## Selected passage:
□ □ □ □

The Jazz Guitar Chord Dictionary
Reply to Thread Bookmark Thread
Posts 1 to 24 of 24
  1. #1

    User Info Menu

    I practice as much as my schedule will allow. Seems to me that I do better when there's nobody home but me and at times like that I'll usually spend a couple of hours on my axe. Still somedays are diamonds and somedays it just don't pay to pick up the bar. On average, how many hours a day do you guys spend working on getting better?

  2.  

    The Jazz Guitar Chord Dictionary
     
  3. #2

    User Info Menu

    Quote Originally Posted by Baronjame86
    I practice as much as my schedule will allow. Seems to me that I do better when there's nobody home but me and at times like that I'll usually spend a couple of hours on my axe. Still somedays are diamonds and somedays it just don't pay to pick up the bar. On average, how many hours a day do you guys spend working on getting better?

□ □ □ □

## Material to process:
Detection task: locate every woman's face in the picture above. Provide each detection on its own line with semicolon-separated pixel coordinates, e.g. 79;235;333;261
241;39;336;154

□ □ □ □

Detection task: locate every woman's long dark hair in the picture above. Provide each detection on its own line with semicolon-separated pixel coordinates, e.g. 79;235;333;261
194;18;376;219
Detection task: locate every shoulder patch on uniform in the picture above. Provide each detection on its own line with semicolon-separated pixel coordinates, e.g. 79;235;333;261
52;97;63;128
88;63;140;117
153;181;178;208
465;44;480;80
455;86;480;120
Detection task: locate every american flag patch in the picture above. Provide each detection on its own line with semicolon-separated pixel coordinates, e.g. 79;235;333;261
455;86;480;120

□ □ □ □

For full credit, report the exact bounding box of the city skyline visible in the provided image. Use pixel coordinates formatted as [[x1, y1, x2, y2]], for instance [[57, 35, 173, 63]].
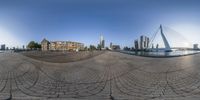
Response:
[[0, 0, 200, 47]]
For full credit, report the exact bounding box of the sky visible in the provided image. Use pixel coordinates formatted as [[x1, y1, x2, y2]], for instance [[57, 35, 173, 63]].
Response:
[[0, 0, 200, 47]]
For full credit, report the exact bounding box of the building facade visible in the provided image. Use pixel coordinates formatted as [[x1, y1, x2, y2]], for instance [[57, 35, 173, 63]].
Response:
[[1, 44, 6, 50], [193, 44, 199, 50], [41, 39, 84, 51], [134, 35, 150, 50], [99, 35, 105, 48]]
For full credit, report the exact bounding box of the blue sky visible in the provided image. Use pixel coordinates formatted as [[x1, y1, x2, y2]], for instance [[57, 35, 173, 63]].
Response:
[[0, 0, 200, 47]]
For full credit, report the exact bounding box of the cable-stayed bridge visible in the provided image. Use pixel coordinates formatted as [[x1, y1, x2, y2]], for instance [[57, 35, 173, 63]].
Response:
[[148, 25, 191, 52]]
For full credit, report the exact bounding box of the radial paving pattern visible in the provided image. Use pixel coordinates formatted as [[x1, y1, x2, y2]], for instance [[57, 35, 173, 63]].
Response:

□ □ □ □

## The tasks:
1. According to the forum thread, how much time does the first poster usually spend on the guitar when nobody else is home?
2. Reproduce the lines of the entries that run from the line containing "Detection task: locate every woman's face" through the line containing "241;39;336;154", both lines included.

## The responses:
1. A couple of hours.

2.
Detection task: locate every woman's face in the picture above. Provide each detection on its own line with semicolon-separated pixel coordinates, e.g. 79;235;333;261
241;39;336;154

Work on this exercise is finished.